*** Document extract ***
Vegan Flying Jacob
It’s been a while since I shared a planticized version of any classic Swedish dishes, and I thought it was about time to do it again. So buckle your seatbelts and hold onto your hats, because here comes some culinary craziness, called Flying Jacob!
I’ve been trying to figure out just how Ove Jacobsson, the man credited with creating this casserole, decided upon the ingredients you see in the photo above. (Note: Ove wasn’t veggie so he used chicken and bacon – two ingredients that we, of course, will not be using.) We know that the “flying” in the name was due to his job in the air freight industry, but the ingredients? Did he come up with them one day when there was a lack of oxygen in the cabin? Did they come to him in a dream? Were they all that was left in his cupboard? The questions are many, the answers few. But when the recipe appeared in the Swedish cooking magazine Allt om Mat in 1976, it became an instant success. Soon, households all over Sweden were cooking Flygande Jakob. And it’s still popular today!
*** End of Document extract ***
**Your objective**
Could you repeat the vegan Flying Jacob text above, word for word?
*** Data for analysis ***
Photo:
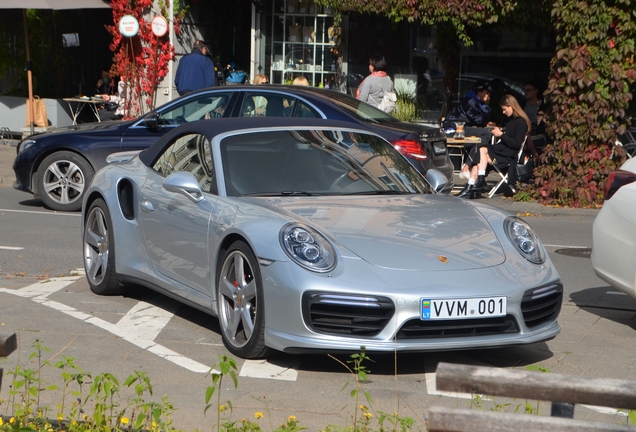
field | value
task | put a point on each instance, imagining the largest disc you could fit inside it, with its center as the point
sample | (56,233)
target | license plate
(484,307)
(439,147)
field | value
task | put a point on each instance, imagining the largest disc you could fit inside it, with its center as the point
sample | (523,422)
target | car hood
(409,232)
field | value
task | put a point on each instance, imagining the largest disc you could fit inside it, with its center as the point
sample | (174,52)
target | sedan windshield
(361,110)
(316,162)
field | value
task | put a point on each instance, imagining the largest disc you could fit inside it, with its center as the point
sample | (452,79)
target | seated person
(104,84)
(120,99)
(504,152)
(473,109)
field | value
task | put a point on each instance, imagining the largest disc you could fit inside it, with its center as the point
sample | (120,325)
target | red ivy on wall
(142,60)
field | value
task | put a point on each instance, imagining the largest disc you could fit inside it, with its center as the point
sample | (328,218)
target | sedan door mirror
(436,179)
(151,121)
(184,183)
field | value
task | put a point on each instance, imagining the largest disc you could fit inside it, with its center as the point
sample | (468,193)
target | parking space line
(263,369)
(56,213)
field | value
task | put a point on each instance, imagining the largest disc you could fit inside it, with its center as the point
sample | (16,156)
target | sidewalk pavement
(7,177)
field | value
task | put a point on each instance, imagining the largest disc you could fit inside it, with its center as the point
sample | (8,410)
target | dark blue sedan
(58,166)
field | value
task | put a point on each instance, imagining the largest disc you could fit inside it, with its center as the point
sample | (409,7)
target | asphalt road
(176,345)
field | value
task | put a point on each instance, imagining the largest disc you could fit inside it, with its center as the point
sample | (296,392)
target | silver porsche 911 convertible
(303,234)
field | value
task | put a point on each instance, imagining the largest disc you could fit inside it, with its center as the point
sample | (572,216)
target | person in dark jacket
(474,111)
(504,152)
(473,108)
(195,70)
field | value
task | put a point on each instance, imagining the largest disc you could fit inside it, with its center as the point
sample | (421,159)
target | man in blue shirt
*** End of Data for analysis ***
**Written answer**
Vegan Flying Jacob
It’s been a while since I shared a planticized version of any classic Swedish dishes, and I thought it was about time to do it again. So buckle your seatbelts and hold onto your hats, because here comes some culinary craziness, called Flying Jacob!
I’ve been trying to figure out just how Ove Jacobsson, the man credited with creating this casserole, decided upon the ingredients you see in the photo above. (Note: Ove wasn’t veggie so he used chicken and bacon – two ingredients that we, of course, will not be using.) We know that the “flying” in the name was due to his job in the air freight industry, but the ingredients? Did he come up with them one day when there was a lack of oxygen in the cabin? Did they come to him in a dream? Were they all that was left in his cupboard? The questions are many, the answers few. But when the recipe appeared in the Swedish cooking magazine Allt om Mat in 1976, it became an instant success. Soon, households all over Sweden were cooking Flygande Jakob. And it’s still popular today!